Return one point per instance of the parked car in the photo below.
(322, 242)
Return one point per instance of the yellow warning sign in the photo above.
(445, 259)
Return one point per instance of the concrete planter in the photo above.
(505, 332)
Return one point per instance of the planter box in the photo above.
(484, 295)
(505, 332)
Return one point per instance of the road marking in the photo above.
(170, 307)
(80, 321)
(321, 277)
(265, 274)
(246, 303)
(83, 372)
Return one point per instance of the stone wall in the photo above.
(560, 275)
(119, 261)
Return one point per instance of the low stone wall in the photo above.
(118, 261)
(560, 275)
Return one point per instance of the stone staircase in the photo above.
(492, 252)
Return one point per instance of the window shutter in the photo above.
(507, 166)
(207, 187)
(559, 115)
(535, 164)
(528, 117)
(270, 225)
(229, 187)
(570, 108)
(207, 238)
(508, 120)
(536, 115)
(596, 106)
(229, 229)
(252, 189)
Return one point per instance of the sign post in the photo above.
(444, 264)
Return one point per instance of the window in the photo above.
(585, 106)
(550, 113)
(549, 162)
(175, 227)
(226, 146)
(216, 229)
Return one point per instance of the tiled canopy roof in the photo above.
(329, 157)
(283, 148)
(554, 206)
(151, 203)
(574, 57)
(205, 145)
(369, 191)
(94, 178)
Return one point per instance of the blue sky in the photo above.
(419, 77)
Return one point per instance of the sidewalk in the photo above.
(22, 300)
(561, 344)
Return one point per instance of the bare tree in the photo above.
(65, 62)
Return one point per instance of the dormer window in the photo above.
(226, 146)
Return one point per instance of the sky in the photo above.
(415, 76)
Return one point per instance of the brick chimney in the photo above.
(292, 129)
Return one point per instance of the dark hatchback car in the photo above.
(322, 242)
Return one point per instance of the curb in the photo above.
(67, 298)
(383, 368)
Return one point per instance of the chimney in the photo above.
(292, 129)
------------------------------------
### [Problem description]
An exact copy of the lines from the one with "Return one point per instance of the sky" through the final line of the entries is the whole answer.

### [Answer box]
Return one point per instance of the sky in the photo above.
(415, 76)
Return one point per instance of the brick chimney in the photo above.
(292, 129)
Return one point per instance of the dark hatchback car in the photo above.
(322, 242)
Return one point per instance of the curb in the photo above.
(67, 298)
(383, 368)
Return one point per instance of the chimney in the photo above.
(292, 129)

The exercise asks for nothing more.